TEXT SHOWN -

Additionally, traditional training tends to be sandboxed around canned problems that are often not representative of what the developers are actually working on. As a result, technical team members were completing those exercises without significant insight into how to use NoSQL for their specific use cases.
To correct this situation, we reworked the engagement model. Instead of running workshops and hackathons, we used the actual solutions the teams were working on as the learning exercises.
The Blackbelt Team executed a series of focused engagements across Amazon development centers, where we delivered technical brown bag sessions to advocate best practices and design patterns. Instead of running canned workshops, however, we scheduled individual design reviews with teams to discuss their specific workloads and prototype a data model they could then iterate on.
The result was powerful. Teams gained actionable information they could build on, rather than general knowledge that might or might not be relevant to their use case. During the next three years, Amazon migrated all Tier 1 RDBMS workloads to NoSQL and reduced the infrastructure required to support those services by more than 50%, while still maintaining a high business growth rate.
Watch Rick Houlihan’s full MongoDB World 2022 presentation, “From RDBMS to NoSQL at Enterprise Scale.”
When to use NoSQL - Looking at Access Patterns
When should you use NoSQL? I had to answer this question many times at Amazon, and the answer isn’t so clear-cut. A relational database is agnostic to the access pattern. It doesn’t care what questions you ask. You don’t have to know code, although some people would argue that SQL is code. You can theoretically ask a simple question and get your data. Relational systems do that by being agnostic to every access pattern and by optimizing for none of them.
The reality is that the code we write never asks random questions. When you write code, you’re doing it to automate a process — to run the same query a billion times a day, not to run a thousand random queries.
Thus, if you understand the access patterns, you can start doing things with the data to create structures that are much easier for systems to retrieve while doing less work. This is the key. The only way to reduce the cost of data processing and the amount of infrastructure deployed is to do less work.
OLTP (online transaction processing) applications are really the sweet spot for NoSQL databases. You’ll see the most cost efficiency here because you can create data models that mirror your access patterns and representative data structures that mirror your objects in the application layer.
The idea is to deliver a system that is very fast at the high-velocity access patterns that make up the majority of your workload. I talk more about data access patterns and data modeling at a recent Ask Me Anything.
Making It All Work
There’s a saying that goes, “Data is like garbage. You better know what you are going to do with it before you collect it.” This is where relationships come into play. Nonrelational data, to me, does not exist. I’ve worked with more than a thousand customers and workloads, and I’ve never seen an example of nonrelational data. When I query data, relationships become defined by the conditions of my query. Every piece of data we’re working with has some sort of structure. It has schema, and it has relationships; otherwise, we wouldn’t care about it.

DIRECTION A - Arrange the listing, starting at its first line and ending at the line containing "[(325, 281)]", as a two-column CSV with the headers input and output. Give one row for each marker instruction, with its text in input and its answer in output, each in a single quoted field and with line breaks replaced by spaces.
The passage on moving from RDBMS to NoSQL and the listing after it are unrelated.

Pointing dataset listing
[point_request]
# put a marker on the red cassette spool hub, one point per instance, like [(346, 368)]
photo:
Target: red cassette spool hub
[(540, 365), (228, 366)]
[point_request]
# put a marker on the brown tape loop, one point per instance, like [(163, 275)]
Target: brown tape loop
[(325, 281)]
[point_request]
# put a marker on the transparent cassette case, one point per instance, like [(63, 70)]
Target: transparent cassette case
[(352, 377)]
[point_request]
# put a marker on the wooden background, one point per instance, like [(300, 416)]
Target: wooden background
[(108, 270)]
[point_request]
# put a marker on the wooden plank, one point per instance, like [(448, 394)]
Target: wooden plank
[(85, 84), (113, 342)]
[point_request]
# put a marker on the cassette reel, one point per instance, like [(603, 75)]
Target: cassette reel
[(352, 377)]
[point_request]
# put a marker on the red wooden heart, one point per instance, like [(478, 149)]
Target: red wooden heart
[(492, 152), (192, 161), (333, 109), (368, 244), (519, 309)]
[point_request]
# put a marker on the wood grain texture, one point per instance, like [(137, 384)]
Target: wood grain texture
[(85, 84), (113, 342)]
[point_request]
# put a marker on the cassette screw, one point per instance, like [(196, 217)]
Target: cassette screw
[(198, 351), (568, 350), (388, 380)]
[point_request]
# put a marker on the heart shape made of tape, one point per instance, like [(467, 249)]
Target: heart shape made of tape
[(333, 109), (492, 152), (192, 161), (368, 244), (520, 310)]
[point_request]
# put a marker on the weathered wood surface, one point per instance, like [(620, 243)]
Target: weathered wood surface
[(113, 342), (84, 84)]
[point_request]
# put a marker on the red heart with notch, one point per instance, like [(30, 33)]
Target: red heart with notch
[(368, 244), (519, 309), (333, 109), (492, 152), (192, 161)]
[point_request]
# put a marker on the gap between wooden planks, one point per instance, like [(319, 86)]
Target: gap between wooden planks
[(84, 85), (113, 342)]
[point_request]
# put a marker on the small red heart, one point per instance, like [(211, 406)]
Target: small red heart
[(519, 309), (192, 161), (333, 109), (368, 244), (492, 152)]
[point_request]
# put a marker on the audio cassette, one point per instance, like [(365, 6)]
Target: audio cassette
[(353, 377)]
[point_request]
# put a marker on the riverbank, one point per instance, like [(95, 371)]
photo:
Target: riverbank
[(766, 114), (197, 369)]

DIRECTION B - According to the passage on moving from RDBMS to NoSQL, by how much did Amazon reduce the infrastructure needed to support the migrated services?

CORRECT RESULT A -
input,output
"[point_request] # put a marker on the red cassette spool hub, one point per instance, like [(346, 368)] photo: Target: red cassette spool hub","[(540, 365), (228, 366)]"
"[point_request] # put a marker on the brown tape loop, one point per instance, like [(163, 275)] Target: brown tape loop","[(325, 281)]"

CORRECT RESULT B - By more than 50%.